◆ Source passage ◆
Politics, Technology, and Language

If thought corrupts language, language can also corrupt thought — George Orwell

Can you hide anything in your shoes that you cannot hide in your underwear?

Posted by metaphorical on 26 December 2007

“If anyone has questions about whether our efforts have been fruitful over the past five years — come on…. While we can’t publicize everything that we’ve done, every event, we can say definitively that our efforts over the last five years have not been for nothing.”

Now there’s a rousing defense for a $27 billion program—”our efforts have not been for nothing.”

Yes, $27 billion. The program in question is airport security, on which we apparently spend an annual $5.6 billion. The quotes come from TSA spokesman Christopher White, and the occasion for them was a study by three researchers from the Harvard School of Public Health, described last week in the British Medical Journal.

According to a Reuters article, the researchers

could not find any studies showing whether the time-consuming process of X-raying carry-on luggage prevents hijackings or attacks.

They also found no evidence to suggest that making passengers take off their shoes and confiscating small items prevented any incidents.

Coming, as they do, from the Harvard School of Public Health, the researchers have a natural orientation toward data, when it comes to justifying the expenditure of billions of dollars for some putative public good.

◆ Available data ◆

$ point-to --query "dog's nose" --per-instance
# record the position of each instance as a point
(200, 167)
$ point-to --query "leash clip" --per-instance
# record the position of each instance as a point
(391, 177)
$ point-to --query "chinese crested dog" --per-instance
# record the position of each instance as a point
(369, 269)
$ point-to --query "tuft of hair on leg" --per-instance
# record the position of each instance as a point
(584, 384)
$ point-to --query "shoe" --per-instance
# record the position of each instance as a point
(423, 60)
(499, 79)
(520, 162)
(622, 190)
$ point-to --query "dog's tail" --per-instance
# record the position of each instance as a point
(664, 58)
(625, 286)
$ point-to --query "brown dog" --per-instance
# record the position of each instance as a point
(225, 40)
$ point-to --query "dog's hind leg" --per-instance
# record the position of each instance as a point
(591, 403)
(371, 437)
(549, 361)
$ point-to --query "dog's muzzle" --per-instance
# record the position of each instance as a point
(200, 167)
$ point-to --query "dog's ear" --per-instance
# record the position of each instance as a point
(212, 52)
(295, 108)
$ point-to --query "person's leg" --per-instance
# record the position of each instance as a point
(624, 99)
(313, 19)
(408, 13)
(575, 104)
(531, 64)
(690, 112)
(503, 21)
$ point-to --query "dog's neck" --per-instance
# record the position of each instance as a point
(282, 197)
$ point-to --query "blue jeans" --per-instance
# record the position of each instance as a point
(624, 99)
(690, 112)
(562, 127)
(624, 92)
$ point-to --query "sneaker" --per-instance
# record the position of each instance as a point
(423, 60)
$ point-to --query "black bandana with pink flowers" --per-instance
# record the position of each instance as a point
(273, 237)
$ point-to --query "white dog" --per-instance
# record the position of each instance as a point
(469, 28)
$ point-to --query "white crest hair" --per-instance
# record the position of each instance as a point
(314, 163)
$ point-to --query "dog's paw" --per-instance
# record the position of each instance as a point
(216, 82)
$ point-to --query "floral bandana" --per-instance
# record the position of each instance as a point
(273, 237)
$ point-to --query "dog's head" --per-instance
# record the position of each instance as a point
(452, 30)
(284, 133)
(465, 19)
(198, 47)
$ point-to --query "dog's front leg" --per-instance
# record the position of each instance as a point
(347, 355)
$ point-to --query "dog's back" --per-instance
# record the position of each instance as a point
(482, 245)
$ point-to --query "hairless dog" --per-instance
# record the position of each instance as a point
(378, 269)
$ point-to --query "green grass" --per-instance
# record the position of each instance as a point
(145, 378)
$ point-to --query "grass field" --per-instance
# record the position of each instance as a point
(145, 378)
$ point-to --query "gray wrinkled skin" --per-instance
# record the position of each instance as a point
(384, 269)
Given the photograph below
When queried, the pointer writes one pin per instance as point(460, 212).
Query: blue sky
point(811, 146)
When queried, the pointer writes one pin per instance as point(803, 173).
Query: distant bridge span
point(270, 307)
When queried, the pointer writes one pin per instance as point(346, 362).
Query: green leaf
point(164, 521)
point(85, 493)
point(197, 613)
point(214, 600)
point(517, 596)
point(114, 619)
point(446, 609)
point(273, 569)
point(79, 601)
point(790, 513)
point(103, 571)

◆ Activity 1 ◆
In the airport security post, how much is apparently spent each year on airport security?
◆ Activity 2 ◆
Write out the part of the airport security post word for word, starting at "Now there’s a" and ending at "hijackings or attacks.".
◆ Activity 3 ◆
Pick up the airport security post after its last sentence and keep writing.

◆ Exercise result 1 ◆
$5.6 billion a year.

◆ Exercise result 2 ◆
Now there’s a rousing defense for a $27 billion program—”our efforts have not been for nothing.”

Yes, $27 billion. The program in question is airport security, on which we apparently spend an annual $5.6 billion. The quotes come from TSA spokesman Christopher White, and the occasion for them was a study by three researchers from the Harvard School of Public Health, described last week in the British Medical Journal.

According to a Reuters article, the researchers

could not find any studies showing whether the time-consuming process of X-raying carry-on luggage prevents hijackings or attacks.

◆ Exercise result 3 ◆
The researchers said it would be interesting to apply medical standards to airport security. Screening programs for illnesses like cancer are usually not broadly instituted unless they have been shown to work.

“We’d like airport security screening to be of value. As passengers and members of the public we’d like to know the evidence and the reasoning behind these measures,” Linos said in a telephone interview.

“Can you hide anything in your shoes that you cannot hide in your underwear?” they asked.

Of course, we do have some data, in the form of periodic testing done by outside agencies, as reported by the GAO. So far, TSA has done nothing but fail at these tests, usually quite spectacularly. The most recent tests have concerned liquid explosives, the alleged means by which some British transatlantic flights were going to be blown up back in August 2006. Here’s a snippet from a GAO report from last month.

Our investigators succeeded in passing through TSA security screening checkpoints undetected with components for several IEDs and an improvised incendiary device (IID) 4 concealed in their carry-on luggage and on their persons. The components for these devices and the items used to conceal the components were commercially available.

Here’s the part I like:

By using concealment methods for the components, two GAO investigators demonstrated that it is possible to bring the components for several IEDs and one IID through TSA checkpoints and onto airline flights without being challenged by transportation security officers. In most cases, transportation security officers appeared to follow TSA procedures and used technology appropriately

In other words, the problem isn’t (just) incompetent TSA security officials. The problem is incompetent TSA security. We’re spending billions of dollars annually for procedures that simply do not make us more secure. At a minimum, the burden of proof is on TSA to show that they have some efficacy.

It’s one thing for TSA to say that they have to move fast to react to newly proved threats, for example the British liquid explosive plot. It’s another thing for TSA to maintain these nonsensical procedures well over a year later; to spend billions to keep us from carrying a bottle of water or cup of coffee through security with absolutely no justification for the belief that it makes us any safer.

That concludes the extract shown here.